EXERCISE BRIEF:
Where a line below holds the string "black", copy that line.

EXCERPTED RECORDS:
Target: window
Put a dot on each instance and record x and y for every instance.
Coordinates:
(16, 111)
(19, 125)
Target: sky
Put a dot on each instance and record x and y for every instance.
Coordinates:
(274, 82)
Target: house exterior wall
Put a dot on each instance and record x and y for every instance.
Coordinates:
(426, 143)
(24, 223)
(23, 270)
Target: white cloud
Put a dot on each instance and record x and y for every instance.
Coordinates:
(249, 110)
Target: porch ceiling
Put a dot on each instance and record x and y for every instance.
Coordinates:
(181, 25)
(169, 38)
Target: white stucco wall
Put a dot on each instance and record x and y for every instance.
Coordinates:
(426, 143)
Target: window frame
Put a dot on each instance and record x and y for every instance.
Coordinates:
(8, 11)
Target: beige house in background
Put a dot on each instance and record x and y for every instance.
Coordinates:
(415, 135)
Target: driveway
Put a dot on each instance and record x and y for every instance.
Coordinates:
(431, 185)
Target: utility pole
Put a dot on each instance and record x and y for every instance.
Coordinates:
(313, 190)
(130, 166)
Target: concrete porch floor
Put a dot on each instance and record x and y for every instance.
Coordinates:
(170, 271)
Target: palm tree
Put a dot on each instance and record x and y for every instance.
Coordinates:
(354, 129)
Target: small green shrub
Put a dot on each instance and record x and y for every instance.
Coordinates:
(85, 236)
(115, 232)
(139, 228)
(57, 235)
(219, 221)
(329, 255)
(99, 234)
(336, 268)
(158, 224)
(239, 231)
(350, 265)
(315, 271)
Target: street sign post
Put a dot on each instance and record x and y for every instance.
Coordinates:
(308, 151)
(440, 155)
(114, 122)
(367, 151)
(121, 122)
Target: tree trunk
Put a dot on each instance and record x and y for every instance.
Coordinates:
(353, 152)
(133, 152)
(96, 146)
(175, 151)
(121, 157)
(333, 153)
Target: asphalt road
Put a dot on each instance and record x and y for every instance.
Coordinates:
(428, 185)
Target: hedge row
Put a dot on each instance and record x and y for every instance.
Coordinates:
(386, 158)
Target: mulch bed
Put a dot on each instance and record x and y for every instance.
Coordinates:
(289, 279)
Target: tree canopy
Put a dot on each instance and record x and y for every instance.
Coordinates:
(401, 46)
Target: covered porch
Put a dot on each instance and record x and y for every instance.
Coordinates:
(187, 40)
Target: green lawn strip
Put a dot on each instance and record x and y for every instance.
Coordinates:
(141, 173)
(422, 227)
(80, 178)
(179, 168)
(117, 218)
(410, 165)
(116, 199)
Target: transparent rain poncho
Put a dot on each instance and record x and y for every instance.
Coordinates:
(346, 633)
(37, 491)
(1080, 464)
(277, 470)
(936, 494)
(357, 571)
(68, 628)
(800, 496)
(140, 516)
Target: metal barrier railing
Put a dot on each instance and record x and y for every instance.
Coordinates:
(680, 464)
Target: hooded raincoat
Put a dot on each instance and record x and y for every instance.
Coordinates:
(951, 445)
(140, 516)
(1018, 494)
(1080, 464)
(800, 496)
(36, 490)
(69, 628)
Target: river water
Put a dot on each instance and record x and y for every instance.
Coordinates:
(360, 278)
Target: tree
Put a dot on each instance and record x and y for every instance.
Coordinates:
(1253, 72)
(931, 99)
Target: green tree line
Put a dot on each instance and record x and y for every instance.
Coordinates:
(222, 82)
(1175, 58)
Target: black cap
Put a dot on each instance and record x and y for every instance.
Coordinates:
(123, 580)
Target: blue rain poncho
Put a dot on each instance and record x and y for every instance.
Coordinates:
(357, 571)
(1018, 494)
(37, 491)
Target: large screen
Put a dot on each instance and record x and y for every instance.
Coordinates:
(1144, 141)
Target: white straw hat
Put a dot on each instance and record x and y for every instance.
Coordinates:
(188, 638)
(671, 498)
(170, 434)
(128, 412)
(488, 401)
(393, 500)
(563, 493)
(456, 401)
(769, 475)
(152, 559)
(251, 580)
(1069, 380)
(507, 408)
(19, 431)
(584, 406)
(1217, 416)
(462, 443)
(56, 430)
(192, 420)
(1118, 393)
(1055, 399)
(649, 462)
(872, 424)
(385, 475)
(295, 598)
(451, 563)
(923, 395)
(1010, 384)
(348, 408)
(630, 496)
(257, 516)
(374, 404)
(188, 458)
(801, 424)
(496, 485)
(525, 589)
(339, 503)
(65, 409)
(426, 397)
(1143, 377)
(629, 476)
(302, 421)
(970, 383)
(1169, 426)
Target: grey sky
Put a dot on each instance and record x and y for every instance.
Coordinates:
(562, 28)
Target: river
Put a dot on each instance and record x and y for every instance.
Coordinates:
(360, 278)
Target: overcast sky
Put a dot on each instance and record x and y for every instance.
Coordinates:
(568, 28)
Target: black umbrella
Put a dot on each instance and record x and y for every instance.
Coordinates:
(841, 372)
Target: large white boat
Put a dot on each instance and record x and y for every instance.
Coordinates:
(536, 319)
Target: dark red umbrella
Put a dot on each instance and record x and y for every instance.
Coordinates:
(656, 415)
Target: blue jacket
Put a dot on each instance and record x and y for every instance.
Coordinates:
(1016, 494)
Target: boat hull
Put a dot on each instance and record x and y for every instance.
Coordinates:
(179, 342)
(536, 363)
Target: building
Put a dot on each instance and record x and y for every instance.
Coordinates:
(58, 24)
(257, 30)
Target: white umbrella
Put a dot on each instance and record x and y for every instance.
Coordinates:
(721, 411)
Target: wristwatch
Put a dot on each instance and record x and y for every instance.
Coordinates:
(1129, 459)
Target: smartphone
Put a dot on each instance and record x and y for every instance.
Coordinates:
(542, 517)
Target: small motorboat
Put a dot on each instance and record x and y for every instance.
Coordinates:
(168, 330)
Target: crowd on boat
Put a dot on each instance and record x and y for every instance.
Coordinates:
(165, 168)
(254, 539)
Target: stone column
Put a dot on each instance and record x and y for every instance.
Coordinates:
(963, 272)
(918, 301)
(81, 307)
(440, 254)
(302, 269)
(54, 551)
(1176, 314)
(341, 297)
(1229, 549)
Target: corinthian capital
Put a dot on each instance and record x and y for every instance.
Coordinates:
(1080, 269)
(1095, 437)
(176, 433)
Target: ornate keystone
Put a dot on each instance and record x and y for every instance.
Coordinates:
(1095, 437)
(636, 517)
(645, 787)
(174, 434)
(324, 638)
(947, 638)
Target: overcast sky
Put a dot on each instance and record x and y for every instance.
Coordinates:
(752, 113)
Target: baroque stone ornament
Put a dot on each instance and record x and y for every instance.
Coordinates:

RESULT FOR THIS EXERCISE:
Target: black cap
Target: black umbrella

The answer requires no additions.